= What you need to do =
Can you copy all of the material below line for line, changing nothing?

= = = =

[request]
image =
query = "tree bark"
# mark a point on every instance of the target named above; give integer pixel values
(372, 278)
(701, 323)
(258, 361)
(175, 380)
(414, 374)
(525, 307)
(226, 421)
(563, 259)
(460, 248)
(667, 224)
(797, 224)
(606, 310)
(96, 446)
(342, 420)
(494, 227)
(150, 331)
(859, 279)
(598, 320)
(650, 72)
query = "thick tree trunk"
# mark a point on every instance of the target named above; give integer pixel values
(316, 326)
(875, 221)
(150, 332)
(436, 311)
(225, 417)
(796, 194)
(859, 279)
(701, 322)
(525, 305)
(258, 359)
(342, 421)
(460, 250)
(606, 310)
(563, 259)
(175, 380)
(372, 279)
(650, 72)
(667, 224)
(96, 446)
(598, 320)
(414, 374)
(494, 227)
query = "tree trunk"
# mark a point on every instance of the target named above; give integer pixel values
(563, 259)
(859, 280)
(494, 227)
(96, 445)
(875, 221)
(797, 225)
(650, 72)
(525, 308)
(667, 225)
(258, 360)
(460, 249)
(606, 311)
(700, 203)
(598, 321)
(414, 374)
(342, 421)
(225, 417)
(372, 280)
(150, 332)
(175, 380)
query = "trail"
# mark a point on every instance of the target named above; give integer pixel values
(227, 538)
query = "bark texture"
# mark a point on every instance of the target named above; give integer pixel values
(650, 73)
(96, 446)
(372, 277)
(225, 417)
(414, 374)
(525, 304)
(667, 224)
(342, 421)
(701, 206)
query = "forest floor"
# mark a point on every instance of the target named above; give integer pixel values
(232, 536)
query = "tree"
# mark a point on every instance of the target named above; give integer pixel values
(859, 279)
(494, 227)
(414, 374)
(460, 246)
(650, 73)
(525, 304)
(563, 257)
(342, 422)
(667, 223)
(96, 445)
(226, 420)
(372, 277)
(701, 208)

= = = =

= Output of the task =
[request]
image =
query = "tree bark"
# mark a point on every instance of the target named above; give integer pixel values
(372, 278)
(701, 323)
(258, 361)
(175, 380)
(414, 374)
(525, 307)
(226, 421)
(563, 259)
(460, 248)
(667, 224)
(797, 224)
(606, 310)
(96, 446)
(342, 420)
(494, 227)
(150, 331)
(859, 279)
(598, 320)
(650, 72)
query = "thick tree trunk"
# mark a point on every instance of the target named above; give integer pixel values
(316, 326)
(875, 221)
(150, 332)
(436, 311)
(225, 417)
(796, 194)
(859, 279)
(701, 322)
(525, 305)
(258, 359)
(342, 421)
(460, 250)
(606, 310)
(563, 259)
(175, 380)
(372, 279)
(650, 72)
(667, 224)
(96, 446)
(598, 320)
(414, 374)
(494, 227)
query = "tree trunk"
# mark a point on every instance of the target named above; give integer pixel values
(563, 259)
(859, 280)
(494, 227)
(96, 445)
(875, 221)
(797, 225)
(650, 72)
(525, 308)
(667, 225)
(258, 360)
(460, 249)
(606, 311)
(700, 203)
(598, 321)
(414, 374)
(342, 421)
(225, 417)
(372, 280)
(150, 332)
(175, 380)
query = "trail"
# mark a point on every instance of the target named above; give integer pixel values
(227, 538)
query = "bark texture"
# mark a point on every instance of the target named above; give integer pixel values
(650, 73)
(96, 446)
(372, 277)
(225, 417)
(414, 374)
(525, 304)
(667, 224)
(342, 421)
(701, 206)
query = "forest floor"
# mark a point on every instance of the target named above; give integer pixel values
(232, 536)
query = "tree"
# mark a point on every instance of the target named above; give integer pixel values
(859, 279)
(494, 227)
(414, 374)
(460, 246)
(650, 73)
(525, 304)
(563, 257)
(342, 422)
(667, 223)
(96, 445)
(226, 420)
(372, 277)
(701, 208)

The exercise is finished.